━━━━━ Document section

Today, preparation of to-do lists needs to be done at the office and downloaded to the personal agent. During the visit to the house, the personal agent is the primary repository for information and synchronization of data, wirelessly communicating among scanner, camera, and microphone. Communications are established automatically between appliances, and files can be transferred and referred across devices. To-do lists help increase efficiency in achieving goals. On the way to another appointment, the real estate agent needs to pass by a kiosk; the appliances connect to the services offered there and print a generic catalog of the house for sale.

When he reaches the house, the real estate agent connects to the local-facilities and can query for information. All appliances can connect to the local network to communicate among themselves and connect to the Web. Therefore, all pictures and information about the home are directly posted on the Web site and are accessible by the clients. Brochures can also be printed out. If there is no network connection at the home, the real estate agent can take advantage of local coverage during his lunch break to synchronize with the office support system and send e-mail to the interested clients.

All tasks are triggered manually, and the end- user needs to verify the result of the action. The real estate agent triggers most operations, the managed architecture provides a reliable network, ensures a quality of service, and allows billing. But, compared to the future, where things do it for us, it is still a lengthy process that requires a lot of time today. Providing a more automated service would enable Henry to increase the quality of service by adding more details to the descriptions or spend more time talking to the prospective clients, for example, for which he does not have enough time today.

━━━━━━━━━━

## Set problem:
From the passage about the real estate agent's connected devices, copy out word for word everything from "When he reaches" to "the interested clients.".

━━━━━ Material provided

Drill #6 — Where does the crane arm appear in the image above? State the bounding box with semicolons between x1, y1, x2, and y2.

━━━━━━━━━━

## Task solution:
When he reaches the house, the real estate agent connects to the local-facilities and can query for information. All appliances can connect to the local network to communicate among themselves and connect to the Web. Therefore, all pictures and information about the home are directly posted on the Web site and are accessible by the clients. Brochures can also be printed out. If there is no network connection at the home, the real estate agent can take advantage of local coverage during his lunch break to synchronize with the office support system and send e-mail to the interested clients.